** Task requirements **
For each record below, give an exact transcription.

Data entries:
####################
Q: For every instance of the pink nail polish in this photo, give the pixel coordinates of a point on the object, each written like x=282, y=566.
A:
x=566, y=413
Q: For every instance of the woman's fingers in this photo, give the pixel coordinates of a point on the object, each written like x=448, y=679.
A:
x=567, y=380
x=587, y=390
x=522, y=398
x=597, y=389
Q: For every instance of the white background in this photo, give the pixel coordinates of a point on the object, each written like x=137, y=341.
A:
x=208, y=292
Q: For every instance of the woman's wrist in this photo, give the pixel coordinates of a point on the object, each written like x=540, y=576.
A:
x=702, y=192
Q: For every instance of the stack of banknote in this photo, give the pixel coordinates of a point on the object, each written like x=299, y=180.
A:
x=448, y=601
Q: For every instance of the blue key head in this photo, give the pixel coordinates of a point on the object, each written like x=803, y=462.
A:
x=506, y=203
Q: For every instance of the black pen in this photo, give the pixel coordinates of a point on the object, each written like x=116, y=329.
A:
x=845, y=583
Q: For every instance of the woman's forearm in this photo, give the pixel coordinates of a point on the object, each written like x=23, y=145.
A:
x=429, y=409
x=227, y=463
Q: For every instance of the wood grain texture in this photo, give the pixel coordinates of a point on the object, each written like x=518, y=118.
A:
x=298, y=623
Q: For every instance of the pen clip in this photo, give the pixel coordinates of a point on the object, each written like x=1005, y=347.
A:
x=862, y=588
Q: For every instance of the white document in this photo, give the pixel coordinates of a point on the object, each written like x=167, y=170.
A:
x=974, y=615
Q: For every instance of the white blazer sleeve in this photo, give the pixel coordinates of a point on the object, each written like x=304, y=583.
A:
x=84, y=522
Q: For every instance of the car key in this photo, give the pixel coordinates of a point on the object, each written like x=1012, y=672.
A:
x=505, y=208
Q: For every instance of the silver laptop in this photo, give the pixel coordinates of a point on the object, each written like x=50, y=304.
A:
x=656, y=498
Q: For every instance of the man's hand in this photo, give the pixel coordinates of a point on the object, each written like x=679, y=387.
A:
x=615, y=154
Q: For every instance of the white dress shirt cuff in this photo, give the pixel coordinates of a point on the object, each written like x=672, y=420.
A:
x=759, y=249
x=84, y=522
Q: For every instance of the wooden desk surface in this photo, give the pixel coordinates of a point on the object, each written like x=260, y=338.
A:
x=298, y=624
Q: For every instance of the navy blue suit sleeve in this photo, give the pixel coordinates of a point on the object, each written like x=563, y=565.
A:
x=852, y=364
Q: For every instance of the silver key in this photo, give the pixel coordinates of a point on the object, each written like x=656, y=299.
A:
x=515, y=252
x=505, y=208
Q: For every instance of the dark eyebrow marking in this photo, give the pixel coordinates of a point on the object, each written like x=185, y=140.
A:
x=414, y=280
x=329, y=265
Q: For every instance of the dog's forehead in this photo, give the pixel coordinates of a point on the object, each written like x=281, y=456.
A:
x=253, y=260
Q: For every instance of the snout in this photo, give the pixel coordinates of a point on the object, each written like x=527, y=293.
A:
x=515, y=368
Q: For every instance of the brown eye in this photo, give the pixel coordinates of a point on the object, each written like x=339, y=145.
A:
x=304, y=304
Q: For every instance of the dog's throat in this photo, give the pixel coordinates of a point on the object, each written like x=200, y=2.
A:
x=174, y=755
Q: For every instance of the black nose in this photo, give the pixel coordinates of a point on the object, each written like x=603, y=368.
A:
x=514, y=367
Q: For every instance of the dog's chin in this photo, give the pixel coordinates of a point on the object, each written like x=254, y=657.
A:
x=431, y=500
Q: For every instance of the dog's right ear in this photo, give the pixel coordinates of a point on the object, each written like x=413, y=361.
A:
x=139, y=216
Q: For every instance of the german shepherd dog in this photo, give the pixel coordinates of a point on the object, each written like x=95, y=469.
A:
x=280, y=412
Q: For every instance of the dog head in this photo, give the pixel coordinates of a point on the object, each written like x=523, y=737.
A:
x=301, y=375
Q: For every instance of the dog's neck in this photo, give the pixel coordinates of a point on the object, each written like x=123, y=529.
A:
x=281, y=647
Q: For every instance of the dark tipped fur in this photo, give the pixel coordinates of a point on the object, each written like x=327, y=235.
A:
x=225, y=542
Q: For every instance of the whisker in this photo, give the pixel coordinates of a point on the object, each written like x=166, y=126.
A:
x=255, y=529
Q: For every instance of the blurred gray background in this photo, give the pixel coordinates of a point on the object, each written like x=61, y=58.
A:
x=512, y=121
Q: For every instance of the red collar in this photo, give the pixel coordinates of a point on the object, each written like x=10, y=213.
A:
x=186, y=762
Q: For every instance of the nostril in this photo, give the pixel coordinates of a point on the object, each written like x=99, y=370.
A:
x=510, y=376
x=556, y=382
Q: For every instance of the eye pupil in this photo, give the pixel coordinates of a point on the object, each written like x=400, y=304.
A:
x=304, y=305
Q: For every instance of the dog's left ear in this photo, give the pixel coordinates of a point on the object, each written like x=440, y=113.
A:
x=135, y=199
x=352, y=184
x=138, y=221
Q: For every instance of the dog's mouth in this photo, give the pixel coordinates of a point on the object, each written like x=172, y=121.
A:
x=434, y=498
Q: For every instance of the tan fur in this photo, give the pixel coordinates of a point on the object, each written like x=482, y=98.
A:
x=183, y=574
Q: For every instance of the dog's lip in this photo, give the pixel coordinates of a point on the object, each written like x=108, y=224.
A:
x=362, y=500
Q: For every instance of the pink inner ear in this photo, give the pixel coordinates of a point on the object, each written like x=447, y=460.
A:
####################
** Output below **
Q: For every instance of the pink nail polish in this photo, give the pixel coordinates of a point on the object, each written like x=282, y=566.
A:
x=566, y=413
Q: For every instance of the woman's fingers in this photo, give the pixel coordinates of a point on the object, each written like x=448, y=679.
A:
x=567, y=380
x=587, y=390
x=522, y=398
x=597, y=389
Q: For every instance of the white background in this photo, give the pixel coordinates of a point on the object, each written like x=137, y=341.
A:
x=208, y=292
Q: For every instance of the woman's wrist in this photo, give the pixel coordinates of a point on the object, each written like x=540, y=576.
A:
x=702, y=192
Q: For every instance of the stack of banknote in this photo, give the pixel coordinates of a point on the object, each written like x=299, y=180.
A:
x=448, y=601
Q: For every instance of the blue key head in this photo, give the pixel coordinates of a point on the object, each written like x=803, y=462.
A:
x=506, y=203
Q: For every instance of the black pen in this photo, give the pixel coordinates of a point on the object, each written like x=116, y=329.
A:
x=845, y=583
Q: For every instance of the woman's forearm in this photo, give the pixel coordinates of a point on the object, each written like x=23, y=145.
A:
x=429, y=409
x=227, y=463
Q: For every instance of the wood grain texture in this photo, give the pixel coordinates of a point on the object, each written like x=518, y=118.
A:
x=298, y=623
Q: For every instance of the pen clip in this photo, give the pixel coordinates of a point on the object, each written like x=1005, y=347.
A:
x=862, y=588
Q: For every instance of the white document in this photo, give the pixel coordinates of a point on the object, each written like x=167, y=170.
A:
x=974, y=615
Q: For every instance of the white blazer sleeve in this photo, give the pixel coordinates of a point on the object, each written like x=304, y=583.
A:
x=84, y=522
Q: For every instance of the car key in this photo, give the pixel coordinates of a point on the object, each written like x=1012, y=672.
A:
x=505, y=208
Q: For every instance of the silver laptop in this photo, give the pixel coordinates of a point on the object, each written like x=50, y=304.
A:
x=656, y=498
Q: For every instance of the man's hand in this photo, give the pixel coordinates of a point on the object, each written like x=679, y=387.
A:
x=615, y=154
Q: For every instance of the white dress shirt cuff in this photo, give the pixel coordinates of a point on the object, each written like x=672, y=420.
A:
x=759, y=249
x=84, y=522
Q: For every instance of the wooden desk surface in this photo, give the pixel coordinates of a point on the object, each written like x=260, y=338.
A:
x=298, y=624
Q: For every instance of the navy blue suit sleeve in this photo, give the pixel coordinates of a point on the object, each written like x=563, y=565.
A:
x=852, y=364
Q: For every instance of the silver key in this photo, give the pixel coordinates of a point on the object, each written like x=656, y=299.
A:
x=515, y=252
x=505, y=208
Q: For every instance of the dark eyebrow marking in this photo, give the pixel coordinates of a point on the object, each written like x=185, y=140.
A:
x=414, y=280
x=329, y=265
Q: For every instance of the dog's forehead in this photo, give the pixel coordinates of a point on the object, each written like x=281, y=456.
A:
x=253, y=260
Q: For every instance of the snout in this photo, give the pixel coordinates of a point on the object, each written like x=527, y=293.
A:
x=515, y=368
Q: For every instance of the brown eye in this photo, give the pixel coordinates of a point on the object, each written like x=339, y=145.
A:
x=304, y=304
Q: For every instance of the dog's throat in this photo, give the pixel coordinates of a point on the object, each written like x=200, y=2.
A:
x=174, y=755
Q: For every instance of the black nose in this photo, give the pixel coordinates of a point on the object, each written like x=603, y=368.
A:
x=514, y=367
Q: For every instance of the dog's chin in this photo, give the pixel coordinates of a point on the object, each written like x=254, y=657.
A:
x=431, y=500
Q: For every instance of the dog's right ear in this photo, give the pixel coordinates of a point on the object, each written like x=413, y=361.
A:
x=139, y=216
Q: For every instance of the german shepherd dog in this photo, give the pixel coordinates of a point on the object, each written like x=95, y=469.
A:
x=280, y=412
Q: For every instance of the dog head in this photo, give the pixel coordinates of a point on the object, each written like x=523, y=737.
A:
x=301, y=375
Q: For every instance of the dog's neck in this photo, give the pixel coordinates of a point on the object, each written like x=123, y=529.
A:
x=281, y=647
Q: For every instance of the dark tipped fur in this photo, give the pixel coordinates of a point on the object, each written like x=327, y=235.
A:
x=225, y=542
Q: For every instance of the whisker in this photo, give the pixel coordinates of a point on the object, each written like x=166, y=126.
A:
x=255, y=529
Q: For every instance of the blurred gray background in this photo, give the pixel coordinates of a point on the object, each written like x=61, y=58.
A:
x=512, y=121
Q: For every instance of the red collar in this photo, give the pixel coordinates of a point on the object, each written like x=10, y=213.
A:
x=186, y=762
Q: For every instance of the nostril in this photo, give the pixel coordinates of a point on the object, each written like x=99, y=370.
A:
x=510, y=376
x=556, y=382
Q: For every instance of the eye pupil in this photo, give the pixel coordinates of a point on the object, each written like x=400, y=304.
A:
x=304, y=305
Q: For every instance of the dog's left ear in this photo, give the pixel coordinates of a point on the object, each written like x=440, y=113.
A:
x=135, y=199
x=352, y=184
x=138, y=221
Q: For every instance of the dog's mouth in this photo, give the pixel coordinates of a point on the object, each written like x=172, y=121.
A:
x=434, y=498
Q: For every instance of the tan fur in this photo, give the pixel coordinates of a point on the object, each written like x=482, y=98.
A:
x=183, y=574
Q: For every instance of the dog's lip in this photo, give the pixel coordinates of a point on the object, each written like x=108, y=224.
A:
x=362, y=500
Q: For every instance of the pink inner ear in this photo, give the pixel coordinates of a point on the object, each written like x=447, y=460.
A:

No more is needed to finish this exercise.